Directives:
1. In the excerpt on academics as role models, where did the writer get to work with sex educators and sex researchers?
2. Which lines of the entries contain the word "column"? Return each of them in full.

Faunce notes of coming out to one’s students in order to show oneself a possible ally: “Obviously this can be a contested space for a professor. Where is the line, for instance, of self-declaration regarding sexuality, gender, class, or race?” I think it varies according to the kind of class one is teaching, and the rapport one has with one’s students. While I would find it inappropriate to regale my students with sordid tales of my sex life, I would not find it inappropriate to have a conversation with a student who is questioning her or his sexuality and is looking for a sympathetic listener, or for someone to point them toward some resources.

Another point I like from Faunce is that he feels as academics, we are supposed to be “looking for meaning from a great many sources while also imparting our knowledge and acquired wisdom to our students. As a gay academic, I feel it is increasingly my moral obligation to provide students—not just the gay or questioning ones, but also the straight or straight-questioning students—with a role model of a different sort.” I concur that academics have the potential to be role models for their students in a great many ways: not just as inspiring knowledge-seekers or teachers, but also as a figure that the student can identify with on a personal level. For instance, I can say as a woman that it has been amazing to have female mentors in the academy – to see that Someone Like Me can succeed in an intellectually rigorous environment despite barriers such as misogyny.

How I plan to go about inspiring and empathizing with students is tricky, though. Anyone who talks to me for more than 5 minutes or reads my blogging will have a pretty good idea that I don’t subscribe to a lot of heteronormative thinking. As a grad student, I’ve shared a lot of resources on sex education with friends in my cohort simply because I’ve had the good fortune to work with sex educators and sex researchers at MySexProfessor.com. But will that easy, free-flowing exchange of information have to cease once I put some more letters behind my name? Will the conversations containing sexual advice (based on personal experience or gleaned from books – does it matter?) have to stop?

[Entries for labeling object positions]
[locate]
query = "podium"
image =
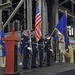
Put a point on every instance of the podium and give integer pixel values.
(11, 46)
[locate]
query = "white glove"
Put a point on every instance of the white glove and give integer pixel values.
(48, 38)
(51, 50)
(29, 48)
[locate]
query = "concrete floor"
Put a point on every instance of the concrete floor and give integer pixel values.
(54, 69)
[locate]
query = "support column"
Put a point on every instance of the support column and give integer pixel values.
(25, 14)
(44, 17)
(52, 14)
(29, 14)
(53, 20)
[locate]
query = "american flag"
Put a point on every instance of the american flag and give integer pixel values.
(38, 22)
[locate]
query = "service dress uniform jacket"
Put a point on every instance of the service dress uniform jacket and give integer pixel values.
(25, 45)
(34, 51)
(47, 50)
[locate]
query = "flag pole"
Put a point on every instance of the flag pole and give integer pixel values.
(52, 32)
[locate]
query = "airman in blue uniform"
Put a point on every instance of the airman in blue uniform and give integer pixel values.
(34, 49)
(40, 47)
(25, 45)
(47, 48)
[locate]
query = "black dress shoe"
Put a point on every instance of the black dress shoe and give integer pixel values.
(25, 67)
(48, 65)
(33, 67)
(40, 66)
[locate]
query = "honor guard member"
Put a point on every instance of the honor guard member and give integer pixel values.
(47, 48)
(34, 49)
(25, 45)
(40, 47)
--
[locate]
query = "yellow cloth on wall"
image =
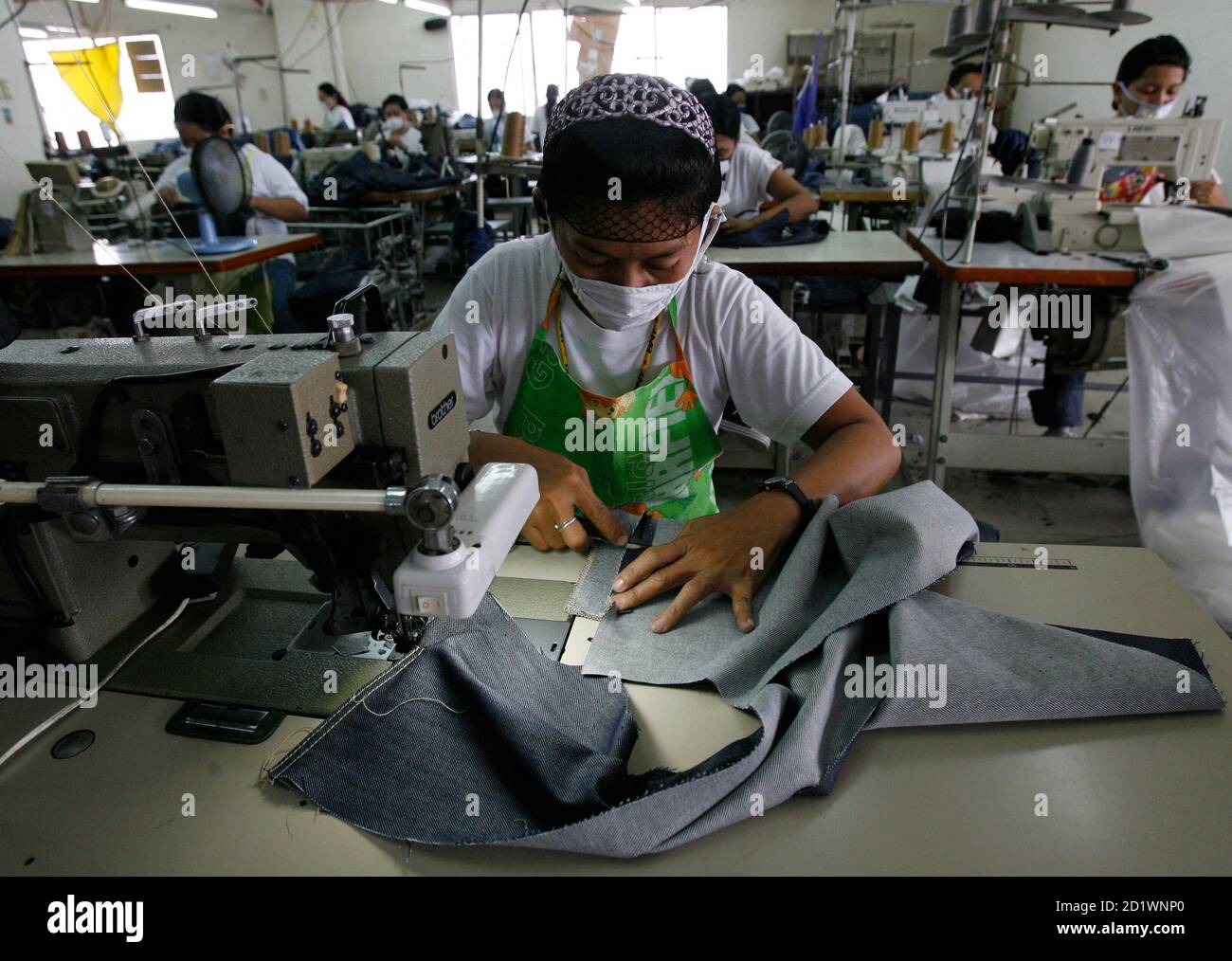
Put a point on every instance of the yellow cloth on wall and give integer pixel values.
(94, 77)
==
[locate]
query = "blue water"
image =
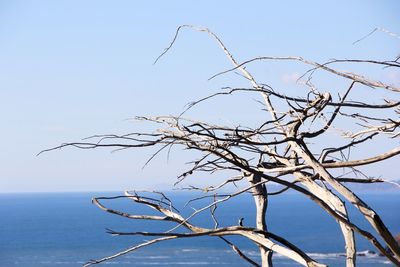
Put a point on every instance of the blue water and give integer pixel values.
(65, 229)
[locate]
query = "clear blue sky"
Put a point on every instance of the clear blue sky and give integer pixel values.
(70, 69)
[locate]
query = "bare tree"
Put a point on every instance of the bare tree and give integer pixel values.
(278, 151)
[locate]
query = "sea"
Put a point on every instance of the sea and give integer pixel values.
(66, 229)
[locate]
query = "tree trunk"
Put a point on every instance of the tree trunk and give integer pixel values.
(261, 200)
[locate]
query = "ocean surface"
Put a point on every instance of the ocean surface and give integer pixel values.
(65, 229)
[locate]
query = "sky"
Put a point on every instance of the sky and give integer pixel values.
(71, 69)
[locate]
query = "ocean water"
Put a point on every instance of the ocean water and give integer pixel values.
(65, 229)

Exercise results:
1. At MySexProfessor.com.

2.
query = "support column"
Put a point on every instance of the support column and give integer pixel values.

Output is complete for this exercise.